**TASK ITEM:** Each line of the data should be transcribed exactly as given.

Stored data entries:
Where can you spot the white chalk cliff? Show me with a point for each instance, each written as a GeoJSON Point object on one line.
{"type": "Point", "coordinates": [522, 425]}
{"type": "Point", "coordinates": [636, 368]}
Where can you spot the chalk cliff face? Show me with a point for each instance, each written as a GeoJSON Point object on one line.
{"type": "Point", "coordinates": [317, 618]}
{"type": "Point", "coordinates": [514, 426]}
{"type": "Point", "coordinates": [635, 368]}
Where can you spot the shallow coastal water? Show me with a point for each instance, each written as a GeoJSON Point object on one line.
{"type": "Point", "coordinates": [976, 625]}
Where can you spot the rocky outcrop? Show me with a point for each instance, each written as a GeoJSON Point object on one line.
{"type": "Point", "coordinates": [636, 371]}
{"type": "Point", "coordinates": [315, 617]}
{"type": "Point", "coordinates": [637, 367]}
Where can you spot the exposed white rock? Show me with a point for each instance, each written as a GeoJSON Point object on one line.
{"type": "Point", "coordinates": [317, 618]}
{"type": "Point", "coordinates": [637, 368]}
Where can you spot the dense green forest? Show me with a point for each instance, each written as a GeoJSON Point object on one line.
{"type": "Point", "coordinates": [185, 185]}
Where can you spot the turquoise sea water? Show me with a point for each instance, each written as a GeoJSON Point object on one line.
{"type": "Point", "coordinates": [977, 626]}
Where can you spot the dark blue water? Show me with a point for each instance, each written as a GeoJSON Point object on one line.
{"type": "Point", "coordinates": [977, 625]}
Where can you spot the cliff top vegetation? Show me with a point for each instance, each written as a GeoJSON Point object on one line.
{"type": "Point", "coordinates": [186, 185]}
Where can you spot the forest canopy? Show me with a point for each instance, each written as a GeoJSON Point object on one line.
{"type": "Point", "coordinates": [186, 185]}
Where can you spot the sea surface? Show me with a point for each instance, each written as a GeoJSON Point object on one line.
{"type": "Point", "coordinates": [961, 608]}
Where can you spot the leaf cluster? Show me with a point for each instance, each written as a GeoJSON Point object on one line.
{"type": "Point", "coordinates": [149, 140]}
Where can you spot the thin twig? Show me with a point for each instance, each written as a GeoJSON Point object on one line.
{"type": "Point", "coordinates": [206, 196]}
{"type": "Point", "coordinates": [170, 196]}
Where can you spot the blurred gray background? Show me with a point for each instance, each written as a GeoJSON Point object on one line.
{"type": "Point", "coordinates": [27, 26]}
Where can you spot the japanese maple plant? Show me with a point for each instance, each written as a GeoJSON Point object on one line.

**OUTPUT FOR THIS EXERCISE:**
Where can you spot the white chalk cliff? Show me with a point for each instance, each written as a GeoJSON Point object on one line.
{"type": "Point", "coordinates": [522, 425]}
{"type": "Point", "coordinates": [636, 368]}
Where can you spot the chalk cliff face? Show me with a point for each instance, each written as a GeoJSON Point object on one line.
{"type": "Point", "coordinates": [317, 618]}
{"type": "Point", "coordinates": [514, 426]}
{"type": "Point", "coordinates": [635, 368]}
Where can you spot the shallow coastal water? Show me with a point for each instance, each written as a GeoJSON Point object on one line.
{"type": "Point", "coordinates": [976, 625]}
Where can you spot the rocky outcrop? Show me with a point for each instance, each written as a GeoJSON Point object on one line.
{"type": "Point", "coordinates": [636, 371]}
{"type": "Point", "coordinates": [315, 617]}
{"type": "Point", "coordinates": [637, 367]}
Where can you spot the exposed white rock? Show me with a point for each instance, each written as a GeoJSON Point object on one line.
{"type": "Point", "coordinates": [317, 618]}
{"type": "Point", "coordinates": [637, 368]}
Where can you spot the dense green forest? Show me with a point for each instance, each written as a GeoJSON Point object on one line.
{"type": "Point", "coordinates": [185, 185]}
Where can you spot the turquoise sea water? Show me with a point for each instance, each written as a GeoJSON Point object on one line.
{"type": "Point", "coordinates": [977, 626]}
Where can you spot the dark blue water? Show me with a point for each instance, each written as a GeoJSON Point object on one line.
{"type": "Point", "coordinates": [977, 625]}
Where can you spot the cliff top vegetation? Show me with a point for each instance, each written as a GeoJSON Point object on one line.
{"type": "Point", "coordinates": [186, 185]}
Where can you spot the forest canopy? Show me with a point for each instance, each written as a GeoJSON Point object on one line.
{"type": "Point", "coordinates": [186, 185]}
Where can you spot the sea surface? Show me with a point for each instance, each written as a GeoJSON Point object on one line.
{"type": "Point", "coordinates": [961, 608]}
Where can you spot the leaf cluster? Show me with a point for each instance, each written as a GeoJSON Point object on one line.
{"type": "Point", "coordinates": [149, 140]}
Where can you spot the thin twig? Show me with a point for each instance, each written as a GeoJSON Point object on one line.
{"type": "Point", "coordinates": [206, 196]}
{"type": "Point", "coordinates": [170, 196]}
Where can you spot the blurred gray background? Show me with a point for each instance, each written as a GeoJSON Point object on one line.
{"type": "Point", "coordinates": [27, 26]}
Where can you spot the japanese maple plant? Show me with a point for each instance, each written as a GeoJSON Point object on one line.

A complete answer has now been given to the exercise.